*Exercise requirements*
Pull out every line in the lines below that contains the word "purple". Copy each one in full.
※
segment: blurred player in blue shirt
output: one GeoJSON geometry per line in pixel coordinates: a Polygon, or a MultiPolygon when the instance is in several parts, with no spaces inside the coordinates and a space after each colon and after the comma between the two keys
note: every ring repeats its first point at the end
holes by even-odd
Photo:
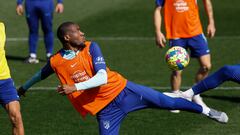
{"type": "MultiPolygon", "coordinates": [[[[57,0],[57,5],[55,8],[57,13],[63,12],[62,2],[63,0],[57,0]]],[[[39,63],[39,60],[37,59],[39,21],[41,21],[44,34],[46,57],[49,58],[53,52],[54,34],[52,31],[52,21],[54,2],[53,0],[26,0],[25,10],[29,28],[29,57],[26,59],[26,62],[39,63]]],[[[18,15],[23,15],[23,0],[17,0],[16,11],[18,15]]]]}

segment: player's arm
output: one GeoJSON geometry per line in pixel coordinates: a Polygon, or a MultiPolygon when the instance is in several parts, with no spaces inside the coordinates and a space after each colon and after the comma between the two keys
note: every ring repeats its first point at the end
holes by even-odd
{"type": "Polygon", "coordinates": [[[63,0],[57,0],[57,5],[56,5],[56,8],[55,8],[55,11],[57,13],[62,13],[63,10],[64,10],[63,0]]]}
{"type": "Polygon", "coordinates": [[[32,76],[31,79],[29,79],[28,81],[26,81],[26,83],[24,83],[19,89],[18,89],[18,95],[19,96],[24,96],[26,91],[33,86],[34,84],[40,82],[41,80],[46,79],[48,76],[50,76],[51,74],[54,73],[54,70],[52,69],[51,65],[50,65],[50,61],[48,61],[48,63],[37,73],[35,73],[35,75],[32,76]]]}
{"type": "Polygon", "coordinates": [[[62,85],[58,87],[60,94],[69,94],[77,90],[88,90],[107,83],[106,63],[104,61],[101,49],[98,44],[92,42],[90,46],[90,55],[92,56],[92,63],[94,65],[95,75],[87,81],[75,83],[75,85],[62,85]]]}
{"type": "Polygon", "coordinates": [[[17,0],[17,7],[16,7],[17,15],[23,15],[23,0],[17,0]]]}
{"type": "Polygon", "coordinates": [[[207,35],[210,38],[213,38],[216,32],[214,16],[213,16],[213,7],[211,0],[203,0],[204,8],[208,16],[208,27],[207,27],[207,35]]]}
{"type": "Polygon", "coordinates": [[[161,10],[164,4],[164,0],[156,0],[156,8],[154,10],[154,26],[155,26],[155,40],[156,45],[159,47],[165,47],[166,38],[162,33],[162,15],[161,10]]]}

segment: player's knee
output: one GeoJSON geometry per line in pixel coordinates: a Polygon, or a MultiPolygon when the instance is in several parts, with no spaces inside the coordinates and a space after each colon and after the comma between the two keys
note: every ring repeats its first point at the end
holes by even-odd
{"type": "Polygon", "coordinates": [[[167,108],[169,110],[174,110],[176,107],[175,107],[175,99],[174,98],[171,98],[171,99],[168,99],[168,100],[164,100],[164,101],[161,101],[161,107],[162,108],[167,108]]]}
{"type": "Polygon", "coordinates": [[[212,68],[212,65],[209,64],[209,65],[204,65],[200,68],[200,71],[203,72],[203,73],[208,73],[212,68]]]}
{"type": "Polygon", "coordinates": [[[172,71],[172,76],[182,76],[182,71],[172,71]]]}
{"type": "Polygon", "coordinates": [[[232,72],[234,72],[234,68],[231,65],[225,65],[220,69],[221,73],[225,76],[228,76],[232,72]]]}

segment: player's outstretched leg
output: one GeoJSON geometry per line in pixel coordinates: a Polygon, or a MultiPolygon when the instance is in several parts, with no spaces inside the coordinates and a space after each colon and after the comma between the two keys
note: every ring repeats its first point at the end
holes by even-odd
{"type": "Polygon", "coordinates": [[[228,122],[228,116],[225,112],[220,112],[212,108],[210,108],[208,117],[221,123],[228,122]]]}
{"type": "MultiPolygon", "coordinates": [[[[174,94],[174,93],[171,93],[171,92],[164,92],[164,95],[167,95],[169,97],[173,97],[175,102],[178,102],[179,104],[184,104],[184,105],[187,105],[187,102],[182,100],[182,98],[187,99],[187,101],[191,101],[191,99],[192,99],[191,97],[189,98],[189,97],[185,96],[183,92],[179,92],[178,94],[174,94]]],[[[189,104],[188,106],[194,107],[194,106],[196,106],[196,104],[192,103],[192,104],[189,104]]],[[[206,115],[207,117],[209,117],[209,118],[211,118],[211,119],[213,119],[217,122],[220,122],[220,123],[227,123],[228,122],[228,116],[225,112],[217,111],[215,109],[209,108],[209,107],[204,106],[204,105],[203,106],[199,105],[199,106],[202,107],[202,113],[204,115],[206,115]]],[[[178,105],[176,107],[178,107],[178,105]]]]}

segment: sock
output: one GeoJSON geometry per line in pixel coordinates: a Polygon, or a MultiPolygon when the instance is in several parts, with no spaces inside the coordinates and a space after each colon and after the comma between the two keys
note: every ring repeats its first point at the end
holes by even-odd
{"type": "Polygon", "coordinates": [[[202,108],[203,108],[202,113],[203,113],[204,115],[209,116],[210,108],[207,107],[207,106],[202,106],[202,108]]]}
{"type": "Polygon", "coordinates": [[[180,90],[172,90],[172,93],[179,93],[180,90]]]}
{"type": "Polygon", "coordinates": [[[184,91],[183,95],[186,96],[187,98],[192,98],[194,96],[193,89],[191,88],[191,89],[184,91]]]}
{"type": "Polygon", "coordinates": [[[37,58],[37,54],[36,53],[30,53],[30,57],[37,58]]]}

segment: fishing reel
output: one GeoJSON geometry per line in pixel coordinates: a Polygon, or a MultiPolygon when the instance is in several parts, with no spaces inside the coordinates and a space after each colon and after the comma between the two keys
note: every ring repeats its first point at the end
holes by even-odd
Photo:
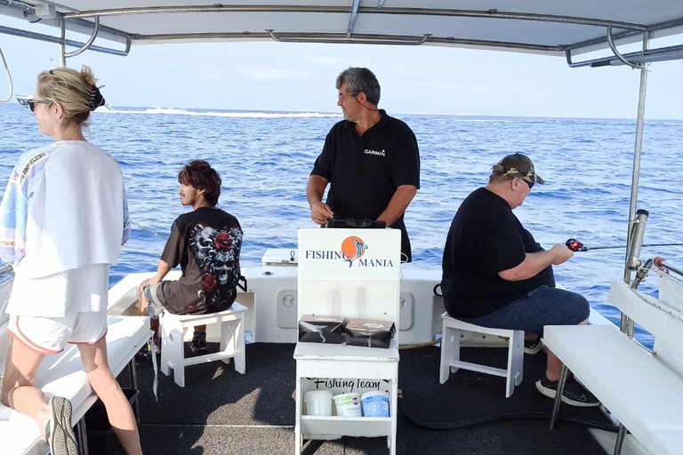
{"type": "Polygon", "coordinates": [[[565,245],[573,251],[587,251],[588,248],[583,246],[583,243],[576,240],[575,238],[570,238],[565,242],[565,245]]]}

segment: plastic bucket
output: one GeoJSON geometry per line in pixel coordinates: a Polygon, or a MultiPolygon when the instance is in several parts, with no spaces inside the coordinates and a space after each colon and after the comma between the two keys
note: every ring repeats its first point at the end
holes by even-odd
{"type": "Polygon", "coordinates": [[[389,417],[389,395],[386,392],[366,392],[360,397],[365,417],[389,417]]]}
{"type": "Polygon", "coordinates": [[[353,393],[335,395],[333,399],[338,416],[361,417],[363,415],[363,411],[360,408],[360,395],[353,393]]]}
{"type": "Polygon", "coordinates": [[[311,390],[303,395],[306,403],[306,415],[331,416],[332,390],[311,390]]]}

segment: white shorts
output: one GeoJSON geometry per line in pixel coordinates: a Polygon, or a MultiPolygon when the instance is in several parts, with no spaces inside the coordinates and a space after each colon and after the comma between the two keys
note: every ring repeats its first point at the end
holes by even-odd
{"type": "Polygon", "coordinates": [[[68,313],[64,317],[10,315],[7,331],[36,352],[57,354],[67,343],[92,345],[101,339],[107,334],[107,309],[68,313]]]}

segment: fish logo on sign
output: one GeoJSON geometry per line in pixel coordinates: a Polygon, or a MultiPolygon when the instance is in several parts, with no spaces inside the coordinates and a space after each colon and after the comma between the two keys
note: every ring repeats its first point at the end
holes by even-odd
{"type": "Polygon", "coordinates": [[[346,237],[342,242],[342,255],[344,257],[344,260],[349,262],[349,267],[353,265],[353,261],[363,256],[367,250],[367,245],[363,239],[352,235],[346,237]]]}

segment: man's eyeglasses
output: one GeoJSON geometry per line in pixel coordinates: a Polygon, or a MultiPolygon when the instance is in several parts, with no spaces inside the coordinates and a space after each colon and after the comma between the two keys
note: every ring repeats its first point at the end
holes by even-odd
{"type": "Polygon", "coordinates": [[[526,183],[529,187],[529,189],[533,188],[534,184],[535,183],[534,181],[525,180],[524,179],[519,179],[519,180],[522,180],[524,183],[526,183]]]}
{"type": "Polygon", "coordinates": [[[350,97],[354,97],[355,98],[358,95],[355,95],[353,93],[340,93],[340,94],[337,95],[337,98],[341,101],[341,100],[342,100],[344,99],[345,96],[350,96],[350,97]]]}
{"type": "Polygon", "coordinates": [[[17,100],[21,106],[26,106],[31,109],[31,112],[36,112],[36,106],[38,104],[52,104],[54,102],[49,100],[34,100],[32,98],[17,98],[17,100]]]}

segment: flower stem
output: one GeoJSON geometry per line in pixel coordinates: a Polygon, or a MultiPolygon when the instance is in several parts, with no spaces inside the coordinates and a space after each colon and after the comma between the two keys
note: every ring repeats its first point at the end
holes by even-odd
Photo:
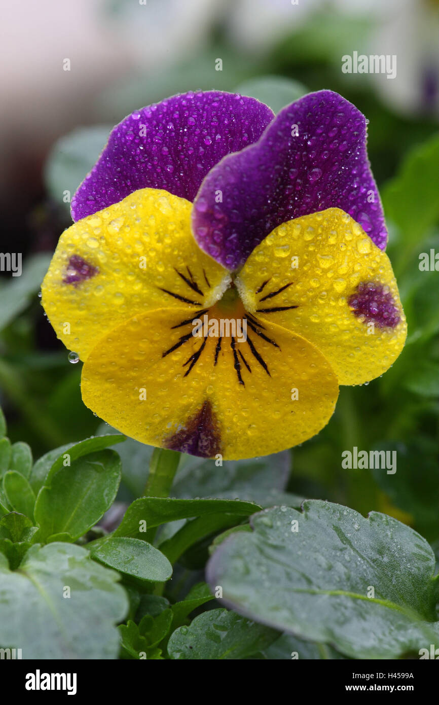
{"type": "Polygon", "coordinates": [[[168,497],[178,467],[180,454],[176,450],[155,448],[149,461],[145,497],[168,497]]]}

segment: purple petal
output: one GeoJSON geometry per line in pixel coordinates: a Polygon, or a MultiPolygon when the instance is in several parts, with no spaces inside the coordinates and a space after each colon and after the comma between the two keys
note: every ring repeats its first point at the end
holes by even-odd
{"type": "Polygon", "coordinates": [[[195,199],[193,230],[206,252],[235,269],[281,223],[330,207],[348,213],[385,247],[364,116],[322,90],[284,108],[256,144],[212,169],[195,199]]]}
{"type": "Polygon", "coordinates": [[[259,140],[273,118],[254,98],[221,91],[185,93],[136,111],[114,128],[78,189],[73,220],[140,188],[161,188],[193,201],[212,167],[259,140]]]}

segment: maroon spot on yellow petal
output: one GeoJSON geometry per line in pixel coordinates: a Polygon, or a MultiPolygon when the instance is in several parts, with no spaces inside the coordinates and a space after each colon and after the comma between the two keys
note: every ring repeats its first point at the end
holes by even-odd
{"type": "Polygon", "coordinates": [[[400,312],[388,286],[378,282],[361,282],[348,301],[354,316],[363,316],[365,323],[378,328],[395,328],[400,320],[400,312]]]}
{"type": "Polygon", "coordinates": [[[221,453],[219,427],[210,402],[205,401],[184,428],[168,439],[165,445],[171,450],[199,458],[214,458],[221,453]]]}
{"type": "Polygon", "coordinates": [[[68,260],[67,271],[63,281],[65,284],[73,284],[76,286],[80,282],[94,276],[98,271],[97,266],[86,262],[79,255],[72,255],[68,260]]]}

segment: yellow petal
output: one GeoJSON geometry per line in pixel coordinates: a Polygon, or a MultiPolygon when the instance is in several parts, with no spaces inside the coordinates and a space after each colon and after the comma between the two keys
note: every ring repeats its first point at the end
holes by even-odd
{"type": "Polygon", "coordinates": [[[404,346],[405,317],[389,259],[340,209],[279,226],[252,252],[236,285],[249,313],[312,343],[340,384],[378,376],[404,346]]]}
{"type": "Polygon", "coordinates": [[[203,309],[227,288],[226,270],[193,238],[191,209],[185,199],[145,188],[63,233],[42,286],[42,304],[58,337],[82,360],[136,314],[203,309]]]}
{"type": "Polygon", "coordinates": [[[313,345],[271,324],[248,328],[241,342],[225,330],[220,343],[191,334],[190,324],[175,327],[187,317],[183,308],[154,311],[105,336],[83,367],[87,406],[143,443],[225,460],[289,448],[326,425],[338,387],[313,345]]]}

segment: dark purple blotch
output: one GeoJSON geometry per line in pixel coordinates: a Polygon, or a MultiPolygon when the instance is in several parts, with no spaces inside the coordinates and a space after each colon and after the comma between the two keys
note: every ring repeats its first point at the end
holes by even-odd
{"type": "Polygon", "coordinates": [[[68,260],[66,276],[63,279],[65,284],[73,284],[76,286],[85,279],[90,279],[99,270],[97,266],[86,262],[79,255],[72,255],[68,260]]]}
{"type": "Polygon", "coordinates": [[[199,458],[214,458],[221,453],[219,427],[211,403],[204,402],[194,416],[168,439],[165,445],[171,450],[188,453],[199,458]]]}
{"type": "Polygon", "coordinates": [[[364,316],[364,323],[378,328],[395,328],[401,319],[388,286],[378,282],[361,282],[347,302],[354,316],[364,316]]]}

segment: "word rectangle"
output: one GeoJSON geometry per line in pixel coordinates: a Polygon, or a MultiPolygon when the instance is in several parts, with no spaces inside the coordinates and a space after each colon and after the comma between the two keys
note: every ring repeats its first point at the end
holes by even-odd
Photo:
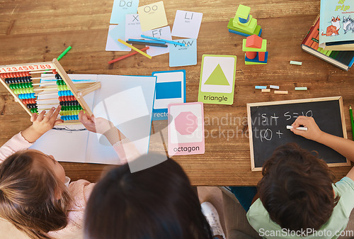
{"type": "Polygon", "coordinates": [[[154,72],[152,76],[156,77],[152,120],[166,120],[169,104],[185,102],[185,71],[154,72]]]}
{"type": "Polygon", "coordinates": [[[169,155],[203,154],[203,104],[171,104],[168,112],[169,155]]]}

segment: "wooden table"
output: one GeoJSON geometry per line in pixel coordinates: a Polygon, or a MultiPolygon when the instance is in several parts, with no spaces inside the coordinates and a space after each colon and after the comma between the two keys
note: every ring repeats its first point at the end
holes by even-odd
{"type": "MultiPolygon", "coordinates": [[[[139,6],[153,3],[140,0],[139,6]]],[[[72,49],[60,63],[67,73],[151,75],[153,71],[185,69],[187,102],[196,101],[201,58],[203,54],[237,56],[234,103],[232,106],[205,104],[205,153],[173,158],[184,168],[193,185],[256,185],[261,172],[251,172],[246,104],[251,102],[342,96],[344,107],[354,104],[353,70],[345,72],[300,48],[300,44],[316,15],[319,0],[261,1],[235,3],[231,0],[164,1],[172,28],[176,10],[203,13],[198,39],[198,65],[169,67],[169,55],[152,60],[135,55],[122,61],[107,62],[126,54],[105,50],[113,1],[15,0],[0,4],[0,65],[51,61],[69,45],[72,49]],[[244,37],[227,28],[239,4],[251,7],[251,14],[262,27],[268,40],[267,65],[245,65],[241,50],[244,37]],[[302,62],[291,65],[290,60],[302,62]],[[279,85],[287,95],[261,93],[255,85],[279,85]],[[295,91],[295,87],[307,87],[295,91]]],[[[175,38],[174,39],[176,39],[175,38]]],[[[345,111],[348,137],[351,128],[345,111]]],[[[0,87],[0,144],[30,122],[27,113],[0,87]]],[[[165,121],[155,121],[150,149],[164,152],[159,141],[166,136],[165,121]],[[156,138],[157,139],[156,139],[156,138]]],[[[59,147],[60,145],[58,145],[59,147]]],[[[166,146],[166,145],[165,145],[166,146]]],[[[73,180],[96,182],[106,165],[62,162],[73,180]]],[[[350,167],[333,168],[337,179],[350,167]]]]}

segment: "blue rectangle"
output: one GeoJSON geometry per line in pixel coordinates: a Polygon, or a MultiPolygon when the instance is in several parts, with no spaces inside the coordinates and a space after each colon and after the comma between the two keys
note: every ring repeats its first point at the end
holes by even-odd
{"type": "Polygon", "coordinates": [[[156,99],[182,97],[182,82],[163,82],[156,84],[156,99]]]}

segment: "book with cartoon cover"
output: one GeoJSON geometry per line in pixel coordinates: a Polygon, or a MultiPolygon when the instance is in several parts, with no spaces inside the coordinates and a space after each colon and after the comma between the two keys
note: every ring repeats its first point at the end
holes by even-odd
{"type": "Polygon", "coordinates": [[[354,50],[354,0],[321,0],[319,47],[354,50]]]}

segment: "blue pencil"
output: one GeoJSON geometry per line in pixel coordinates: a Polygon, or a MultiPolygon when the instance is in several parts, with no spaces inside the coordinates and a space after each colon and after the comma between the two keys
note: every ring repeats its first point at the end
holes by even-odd
{"type": "Polygon", "coordinates": [[[163,41],[163,42],[165,42],[165,43],[170,43],[170,44],[179,45],[182,45],[183,47],[186,47],[187,46],[186,44],[181,43],[178,43],[178,42],[174,42],[173,40],[165,40],[165,39],[153,38],[153,37],[147,36],[147,35],[142,35],[142,38],[147,38],[147,39],[152,39],[152,40],[159,40],[159,41],[163,41]]]}

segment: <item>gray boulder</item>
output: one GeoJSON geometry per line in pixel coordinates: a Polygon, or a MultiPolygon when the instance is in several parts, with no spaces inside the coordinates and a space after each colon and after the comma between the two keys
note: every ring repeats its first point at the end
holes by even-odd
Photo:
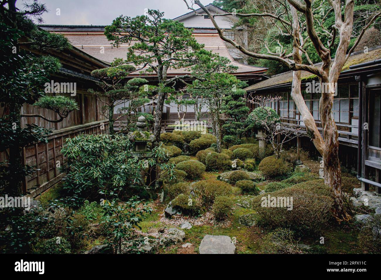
※
*Result of this task*
segment: purple petal
segment: dark purple blotch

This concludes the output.